## DOCUMENT EXTRACT

+++

The Arms Control Association is a United States-based nonpartisan membership organization founded in 1971, with the self-stated mission of "promoting public understanding of and support for effective arms control policies."

The group publishes the monthly magazine Arms Control Today. It contains topical news updates as well as extended, footnoted articles.

Projects
Through its online content, print materials, and events, the Arms Control Association provides policymakers, media, and the interested public with information, analysis and commentary on arms control proposals, negotiations and agreements, and related national security issues.

+++

## DATA LISTING
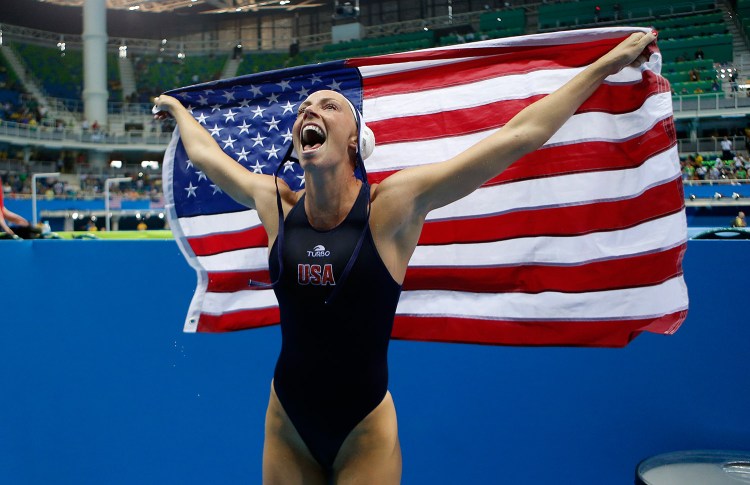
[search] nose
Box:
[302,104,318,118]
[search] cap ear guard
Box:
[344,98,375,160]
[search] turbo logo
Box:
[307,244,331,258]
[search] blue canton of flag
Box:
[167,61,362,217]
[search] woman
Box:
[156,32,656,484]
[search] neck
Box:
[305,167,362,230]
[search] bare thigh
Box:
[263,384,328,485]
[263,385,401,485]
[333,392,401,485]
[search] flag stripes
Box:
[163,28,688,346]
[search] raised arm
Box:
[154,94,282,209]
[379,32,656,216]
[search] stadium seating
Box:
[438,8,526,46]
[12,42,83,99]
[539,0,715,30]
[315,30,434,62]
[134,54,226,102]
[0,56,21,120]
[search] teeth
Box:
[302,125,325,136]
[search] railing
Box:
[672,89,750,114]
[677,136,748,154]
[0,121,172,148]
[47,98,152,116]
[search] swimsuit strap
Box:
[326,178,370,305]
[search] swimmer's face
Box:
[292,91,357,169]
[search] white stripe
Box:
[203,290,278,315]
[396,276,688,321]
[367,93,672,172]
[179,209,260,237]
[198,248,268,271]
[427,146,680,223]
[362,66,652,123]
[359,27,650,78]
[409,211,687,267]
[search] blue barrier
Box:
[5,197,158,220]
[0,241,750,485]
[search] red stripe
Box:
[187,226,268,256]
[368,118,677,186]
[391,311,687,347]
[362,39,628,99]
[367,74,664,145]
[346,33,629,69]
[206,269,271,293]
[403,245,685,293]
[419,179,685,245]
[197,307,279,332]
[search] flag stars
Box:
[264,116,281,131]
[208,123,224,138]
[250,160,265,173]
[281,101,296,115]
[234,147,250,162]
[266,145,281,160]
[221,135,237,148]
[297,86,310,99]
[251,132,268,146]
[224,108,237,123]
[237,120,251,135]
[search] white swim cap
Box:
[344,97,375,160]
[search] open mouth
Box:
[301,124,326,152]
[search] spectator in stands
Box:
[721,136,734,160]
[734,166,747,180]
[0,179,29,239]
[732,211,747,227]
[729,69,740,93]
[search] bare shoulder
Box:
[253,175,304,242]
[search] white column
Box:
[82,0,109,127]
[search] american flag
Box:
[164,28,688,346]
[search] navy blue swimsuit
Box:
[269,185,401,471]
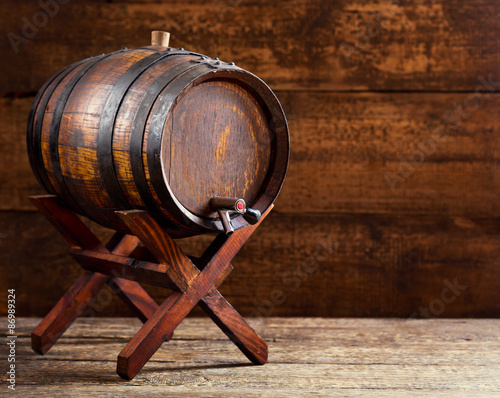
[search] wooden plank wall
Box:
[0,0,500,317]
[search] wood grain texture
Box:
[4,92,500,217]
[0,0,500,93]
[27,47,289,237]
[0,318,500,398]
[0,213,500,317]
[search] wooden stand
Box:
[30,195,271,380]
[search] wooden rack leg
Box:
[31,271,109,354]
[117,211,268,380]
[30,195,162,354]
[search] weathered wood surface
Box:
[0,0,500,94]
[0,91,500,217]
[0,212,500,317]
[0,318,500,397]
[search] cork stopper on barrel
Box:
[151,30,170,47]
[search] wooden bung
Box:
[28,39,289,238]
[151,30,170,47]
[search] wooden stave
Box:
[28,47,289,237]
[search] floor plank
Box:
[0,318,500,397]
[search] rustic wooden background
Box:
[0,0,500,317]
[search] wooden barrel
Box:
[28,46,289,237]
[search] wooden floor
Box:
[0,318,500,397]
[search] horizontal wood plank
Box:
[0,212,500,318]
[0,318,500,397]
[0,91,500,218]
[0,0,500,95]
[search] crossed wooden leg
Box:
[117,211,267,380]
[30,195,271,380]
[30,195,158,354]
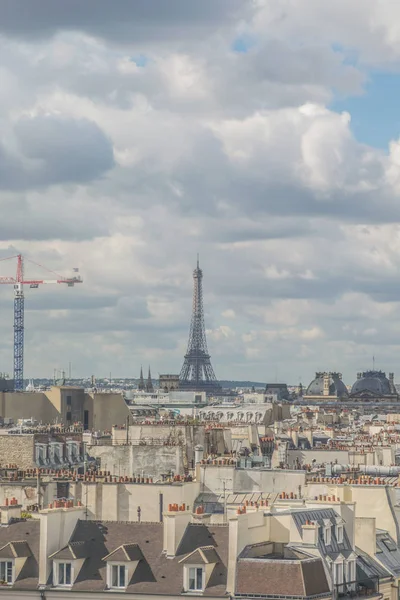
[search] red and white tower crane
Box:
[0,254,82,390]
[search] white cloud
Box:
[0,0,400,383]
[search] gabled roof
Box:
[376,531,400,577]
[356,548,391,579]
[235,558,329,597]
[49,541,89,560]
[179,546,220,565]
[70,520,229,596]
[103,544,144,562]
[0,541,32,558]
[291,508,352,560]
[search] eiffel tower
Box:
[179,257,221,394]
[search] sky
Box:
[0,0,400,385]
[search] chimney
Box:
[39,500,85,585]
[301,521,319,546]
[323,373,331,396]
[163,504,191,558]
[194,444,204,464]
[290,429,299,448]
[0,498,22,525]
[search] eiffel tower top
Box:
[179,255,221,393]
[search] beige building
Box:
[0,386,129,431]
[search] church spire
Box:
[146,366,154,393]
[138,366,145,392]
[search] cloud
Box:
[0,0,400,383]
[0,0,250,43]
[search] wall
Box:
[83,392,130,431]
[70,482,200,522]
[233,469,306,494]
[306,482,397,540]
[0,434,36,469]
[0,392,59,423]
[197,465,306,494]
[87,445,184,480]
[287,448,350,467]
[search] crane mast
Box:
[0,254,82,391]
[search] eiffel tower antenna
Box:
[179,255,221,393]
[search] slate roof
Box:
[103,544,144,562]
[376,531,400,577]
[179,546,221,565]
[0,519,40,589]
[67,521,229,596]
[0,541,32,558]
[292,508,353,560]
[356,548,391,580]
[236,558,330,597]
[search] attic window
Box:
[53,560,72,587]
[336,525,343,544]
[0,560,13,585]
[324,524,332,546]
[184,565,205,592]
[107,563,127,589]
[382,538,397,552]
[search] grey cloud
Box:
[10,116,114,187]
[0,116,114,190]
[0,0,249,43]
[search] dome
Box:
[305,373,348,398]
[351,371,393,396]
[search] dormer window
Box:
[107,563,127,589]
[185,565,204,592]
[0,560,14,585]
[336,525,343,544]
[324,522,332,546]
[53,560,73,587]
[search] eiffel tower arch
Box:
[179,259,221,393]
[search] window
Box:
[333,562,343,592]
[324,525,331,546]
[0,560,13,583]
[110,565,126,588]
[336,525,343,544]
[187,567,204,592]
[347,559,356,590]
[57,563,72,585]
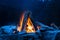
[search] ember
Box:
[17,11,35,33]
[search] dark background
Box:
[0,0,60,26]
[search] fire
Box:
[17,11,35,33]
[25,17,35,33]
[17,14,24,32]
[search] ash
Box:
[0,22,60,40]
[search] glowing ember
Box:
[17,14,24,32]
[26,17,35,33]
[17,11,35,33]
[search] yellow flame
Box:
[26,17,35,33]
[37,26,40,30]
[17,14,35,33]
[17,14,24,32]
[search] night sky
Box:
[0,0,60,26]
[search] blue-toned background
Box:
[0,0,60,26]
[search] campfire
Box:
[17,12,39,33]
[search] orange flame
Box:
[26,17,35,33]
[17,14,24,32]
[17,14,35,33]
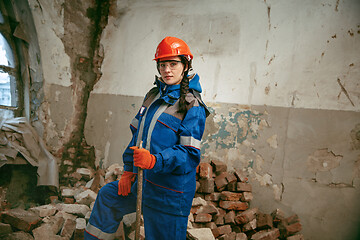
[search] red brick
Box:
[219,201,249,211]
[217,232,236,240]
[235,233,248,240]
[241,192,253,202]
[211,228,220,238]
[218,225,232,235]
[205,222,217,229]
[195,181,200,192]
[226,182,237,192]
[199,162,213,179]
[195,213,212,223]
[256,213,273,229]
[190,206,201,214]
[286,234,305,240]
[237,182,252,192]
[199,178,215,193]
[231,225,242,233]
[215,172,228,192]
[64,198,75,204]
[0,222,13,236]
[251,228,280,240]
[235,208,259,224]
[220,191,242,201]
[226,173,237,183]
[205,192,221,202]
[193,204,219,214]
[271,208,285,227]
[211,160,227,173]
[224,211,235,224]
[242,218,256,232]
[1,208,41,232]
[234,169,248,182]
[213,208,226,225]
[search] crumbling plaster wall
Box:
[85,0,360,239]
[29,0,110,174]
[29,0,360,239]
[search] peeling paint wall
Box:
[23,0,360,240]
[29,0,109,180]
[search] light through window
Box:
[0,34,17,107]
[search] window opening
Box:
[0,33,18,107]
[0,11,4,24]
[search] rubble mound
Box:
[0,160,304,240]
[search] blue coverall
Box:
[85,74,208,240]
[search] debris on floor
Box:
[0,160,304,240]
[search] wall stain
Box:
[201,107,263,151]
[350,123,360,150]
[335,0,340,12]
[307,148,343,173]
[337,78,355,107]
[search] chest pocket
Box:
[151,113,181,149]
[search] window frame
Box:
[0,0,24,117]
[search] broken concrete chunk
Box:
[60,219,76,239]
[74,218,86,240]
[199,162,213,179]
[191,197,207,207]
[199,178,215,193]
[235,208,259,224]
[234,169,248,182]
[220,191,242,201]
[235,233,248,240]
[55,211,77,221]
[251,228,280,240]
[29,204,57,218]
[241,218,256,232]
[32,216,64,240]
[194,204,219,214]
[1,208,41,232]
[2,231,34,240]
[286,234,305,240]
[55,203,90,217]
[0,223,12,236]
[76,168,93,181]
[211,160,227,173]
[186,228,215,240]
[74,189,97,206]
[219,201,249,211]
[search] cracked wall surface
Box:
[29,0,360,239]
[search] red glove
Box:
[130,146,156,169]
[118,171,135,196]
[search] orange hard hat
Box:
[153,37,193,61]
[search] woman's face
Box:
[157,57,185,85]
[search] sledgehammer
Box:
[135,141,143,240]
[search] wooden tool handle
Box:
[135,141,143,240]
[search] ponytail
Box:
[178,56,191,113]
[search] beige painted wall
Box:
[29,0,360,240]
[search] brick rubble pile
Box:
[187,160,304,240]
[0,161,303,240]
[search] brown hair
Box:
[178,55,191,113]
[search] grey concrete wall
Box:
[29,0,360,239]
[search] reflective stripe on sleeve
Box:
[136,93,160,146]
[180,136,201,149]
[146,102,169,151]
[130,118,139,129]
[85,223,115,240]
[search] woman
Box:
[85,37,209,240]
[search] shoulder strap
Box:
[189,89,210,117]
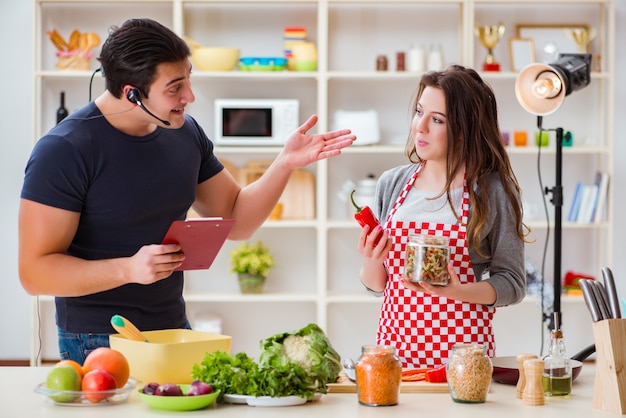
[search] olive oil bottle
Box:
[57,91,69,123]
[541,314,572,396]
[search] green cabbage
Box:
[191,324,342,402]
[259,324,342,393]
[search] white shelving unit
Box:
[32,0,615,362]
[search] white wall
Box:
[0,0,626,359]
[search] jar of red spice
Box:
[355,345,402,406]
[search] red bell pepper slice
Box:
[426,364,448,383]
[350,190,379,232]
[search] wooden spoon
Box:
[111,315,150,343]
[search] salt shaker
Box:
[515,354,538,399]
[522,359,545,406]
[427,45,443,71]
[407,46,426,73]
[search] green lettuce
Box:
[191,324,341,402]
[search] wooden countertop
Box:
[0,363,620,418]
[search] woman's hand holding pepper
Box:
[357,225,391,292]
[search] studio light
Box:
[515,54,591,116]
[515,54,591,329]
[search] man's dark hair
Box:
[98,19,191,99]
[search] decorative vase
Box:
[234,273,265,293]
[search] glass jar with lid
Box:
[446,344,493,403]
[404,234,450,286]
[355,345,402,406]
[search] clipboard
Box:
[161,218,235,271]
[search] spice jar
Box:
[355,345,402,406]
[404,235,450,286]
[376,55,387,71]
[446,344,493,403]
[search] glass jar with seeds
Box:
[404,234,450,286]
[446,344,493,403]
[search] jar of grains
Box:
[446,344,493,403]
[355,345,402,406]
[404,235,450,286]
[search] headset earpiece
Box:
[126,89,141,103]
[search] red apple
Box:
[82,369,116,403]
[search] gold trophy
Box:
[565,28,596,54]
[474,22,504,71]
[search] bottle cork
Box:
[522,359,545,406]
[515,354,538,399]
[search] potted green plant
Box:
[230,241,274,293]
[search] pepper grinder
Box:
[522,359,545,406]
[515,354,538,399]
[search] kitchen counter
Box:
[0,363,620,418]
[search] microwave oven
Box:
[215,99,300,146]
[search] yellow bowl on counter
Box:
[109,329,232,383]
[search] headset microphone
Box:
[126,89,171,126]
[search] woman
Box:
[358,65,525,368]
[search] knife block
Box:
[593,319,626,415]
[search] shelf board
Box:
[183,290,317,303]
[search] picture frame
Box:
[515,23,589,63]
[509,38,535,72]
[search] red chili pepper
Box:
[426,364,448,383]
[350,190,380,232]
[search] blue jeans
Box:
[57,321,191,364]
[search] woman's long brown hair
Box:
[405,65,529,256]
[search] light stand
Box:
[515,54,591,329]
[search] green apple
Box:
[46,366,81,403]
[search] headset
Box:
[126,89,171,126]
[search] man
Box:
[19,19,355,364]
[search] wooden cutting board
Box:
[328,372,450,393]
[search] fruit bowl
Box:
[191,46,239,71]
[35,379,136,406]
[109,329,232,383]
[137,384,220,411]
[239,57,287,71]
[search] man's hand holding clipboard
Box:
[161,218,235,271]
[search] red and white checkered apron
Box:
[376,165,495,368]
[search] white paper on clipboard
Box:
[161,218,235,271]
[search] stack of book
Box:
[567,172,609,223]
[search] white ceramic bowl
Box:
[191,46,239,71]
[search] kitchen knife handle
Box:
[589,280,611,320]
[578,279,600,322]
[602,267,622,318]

+++

## INSTRUCTIONS FOR THE TASK
Continue the passage about the Arms Control Association from the point where it ends.

## ANSWER BELOW
Staff and funding
The Arms Control Association is supported by grants from the Ploughshares Fund, the John D. and Catherine T. MacArthur Foundation, the Carnegie Corporation of New York, the Colombe Foundation, the New Land Foundation, the Prospect Hill Foundation], the Stewart R. Mott Foundation, and the William and Flora Hewlett Foundation. As of 2018, its staff includes:
Daryl G. Kimball, Executive Director
Kelsey Davenport, Director for Nonproliferation Policy
Kingston Reif, Director for Disarmament and Threat Reduction Policy
Tony Fleming, Director for Communications and Operations
Terry Atlas, Editor, Arms Control Today
Allen Harris, Production Editor/Graphic Designer, Arms Control Today
Shervin Taheran, Program Associate
Alicia Sanders-Zakre, Research Assistant
Merle Newkirk, Finance Officer

In addition, there are two Fellows:
Jeff Abramson, Nonresident Senior Fellow
Terri Lodge, Senior Congressional Fellow

The Association hosts 3-4 interns during the spring, summer, and fall academic semesters, as well as a Scoville 
 Fellow when selected as the host organization.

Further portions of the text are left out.